--- START The input ---

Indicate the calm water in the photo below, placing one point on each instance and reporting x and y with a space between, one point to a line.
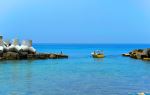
78 75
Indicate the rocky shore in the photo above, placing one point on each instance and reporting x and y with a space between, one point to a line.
143 54
26 55
14 51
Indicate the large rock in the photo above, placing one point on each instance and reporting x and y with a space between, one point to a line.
23 55
11 55
31 56
42 56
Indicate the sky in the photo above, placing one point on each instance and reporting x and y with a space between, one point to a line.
76 21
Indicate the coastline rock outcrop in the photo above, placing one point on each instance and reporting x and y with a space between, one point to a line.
16 52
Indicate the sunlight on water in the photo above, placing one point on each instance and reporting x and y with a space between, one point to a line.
78 75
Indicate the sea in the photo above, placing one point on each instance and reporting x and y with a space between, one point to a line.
80 74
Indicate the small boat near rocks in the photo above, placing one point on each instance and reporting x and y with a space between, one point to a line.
97 54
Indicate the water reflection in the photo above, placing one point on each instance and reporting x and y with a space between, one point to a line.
99 59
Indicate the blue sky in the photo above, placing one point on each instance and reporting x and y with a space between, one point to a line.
76 21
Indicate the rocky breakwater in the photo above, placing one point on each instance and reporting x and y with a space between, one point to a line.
143 54
14 51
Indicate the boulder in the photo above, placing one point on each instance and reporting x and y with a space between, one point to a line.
31 56
42 56
23 55
11 55
52 56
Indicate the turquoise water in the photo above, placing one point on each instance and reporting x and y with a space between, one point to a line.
78 75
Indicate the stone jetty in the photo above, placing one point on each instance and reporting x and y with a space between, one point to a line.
14 51
143 54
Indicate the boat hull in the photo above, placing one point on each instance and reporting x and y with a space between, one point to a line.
98 56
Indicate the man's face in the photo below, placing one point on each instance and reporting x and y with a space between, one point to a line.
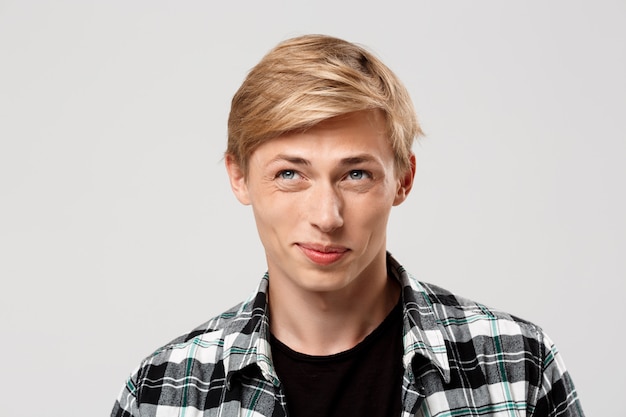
321 200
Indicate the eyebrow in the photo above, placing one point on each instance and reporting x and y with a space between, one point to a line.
351 160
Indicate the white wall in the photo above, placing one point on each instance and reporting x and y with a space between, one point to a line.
118 231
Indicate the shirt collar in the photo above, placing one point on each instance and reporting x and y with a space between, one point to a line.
423 333
247 338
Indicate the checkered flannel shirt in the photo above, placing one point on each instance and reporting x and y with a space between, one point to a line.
460 359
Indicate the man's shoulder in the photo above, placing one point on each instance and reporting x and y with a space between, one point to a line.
464 316
205 342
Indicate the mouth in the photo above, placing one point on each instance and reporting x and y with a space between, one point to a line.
322 254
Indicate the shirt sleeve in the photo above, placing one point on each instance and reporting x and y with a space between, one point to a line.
557 395
126 403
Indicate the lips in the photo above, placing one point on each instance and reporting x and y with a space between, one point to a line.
322 254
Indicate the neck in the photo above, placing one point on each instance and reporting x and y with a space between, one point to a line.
324 323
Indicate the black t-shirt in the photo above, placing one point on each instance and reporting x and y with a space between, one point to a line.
363 381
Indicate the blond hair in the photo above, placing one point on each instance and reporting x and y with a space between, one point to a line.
308 79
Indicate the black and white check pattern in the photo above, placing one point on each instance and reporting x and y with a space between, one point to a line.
460 358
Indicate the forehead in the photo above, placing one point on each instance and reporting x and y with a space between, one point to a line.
361 131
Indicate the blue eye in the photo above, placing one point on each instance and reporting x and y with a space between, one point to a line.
357 174
287 174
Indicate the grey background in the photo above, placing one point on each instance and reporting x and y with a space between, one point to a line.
118 230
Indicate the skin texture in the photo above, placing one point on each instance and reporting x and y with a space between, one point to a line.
321 201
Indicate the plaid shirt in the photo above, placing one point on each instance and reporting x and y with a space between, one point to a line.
460 359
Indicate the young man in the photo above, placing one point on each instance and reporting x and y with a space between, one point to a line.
319 144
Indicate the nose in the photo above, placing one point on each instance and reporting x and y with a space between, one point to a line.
325 208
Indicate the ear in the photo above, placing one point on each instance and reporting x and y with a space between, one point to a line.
237 180
405 182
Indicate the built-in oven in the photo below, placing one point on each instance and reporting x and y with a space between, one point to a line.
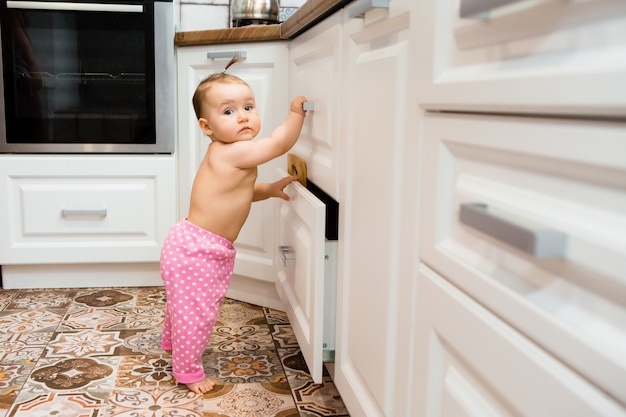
87 76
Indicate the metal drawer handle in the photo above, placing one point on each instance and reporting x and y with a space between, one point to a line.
287 256
360 7
226 54
532 239
84 212
69 6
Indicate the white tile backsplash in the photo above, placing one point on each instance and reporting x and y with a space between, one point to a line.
215 14
203 17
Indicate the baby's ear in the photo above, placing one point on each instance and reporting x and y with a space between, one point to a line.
204 126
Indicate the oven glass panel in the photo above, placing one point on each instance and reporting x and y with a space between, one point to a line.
78 77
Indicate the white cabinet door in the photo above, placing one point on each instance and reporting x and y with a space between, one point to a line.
265 70
377 248
542 56
85 209
300 283
315 72
469 363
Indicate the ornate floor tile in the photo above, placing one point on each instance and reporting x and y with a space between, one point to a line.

--- END The input ---

## Given task
Update the stretch from the line containing "Indicate the plaid" through the end of the records by replacing "photo" with "image" and leaving everything else unchanged. Leave the pictures out of your answer.

## Completed exercise
Indicate the plaid shirt in the image above, placing one point on each instance and reporting x and y with a space between, one point to a line.
460 359
Indicate the young man in the image above, placing one point on each instance and reporting x and y with a space between, one point to a line.
319 144
Indicate the nose in the image above, placing one point on each instance and reporting x and y with a space between, one point to a line.
325 208
Indicate the ear in the image above, placing one point on each instance and reporting x and y with a space between, one point to a line.
237 180
405 182
Indicate the built-in oven in the image below, placing one point on each instance and reporting x and y with a space between, one point to a line.
87 76
Indicate the metal drawer handle in the image above, placing one point on each instance and reporting x and y with a space between, one point to a line.
287 256
360 7
226 54
532 239
84 212
69 6
Indicate the white tile backsplash in the image above, placing one point on each instance and reporting x and y with a space between, one point to a line.
215 14
203 17
Indicate the baby's ear in the image above, placing one point on each instance and reporting x and y with a space between, one point to a line.
204 126
Indicate the oven glass panel in the image above, placing one point on each instance and reporting x and y with a space between, one point to a line.
78 77
Indicate the white cabinet door in the image above, placing one point on each instance and reporting x and y with a space between, one point to a line.
265 70
377 248
542 56
85 209
300 283
315 72
469 363
Indicate the ornate floor tile in the image above, placing one point on each instance and reporting x and y with a space between, one point to a line.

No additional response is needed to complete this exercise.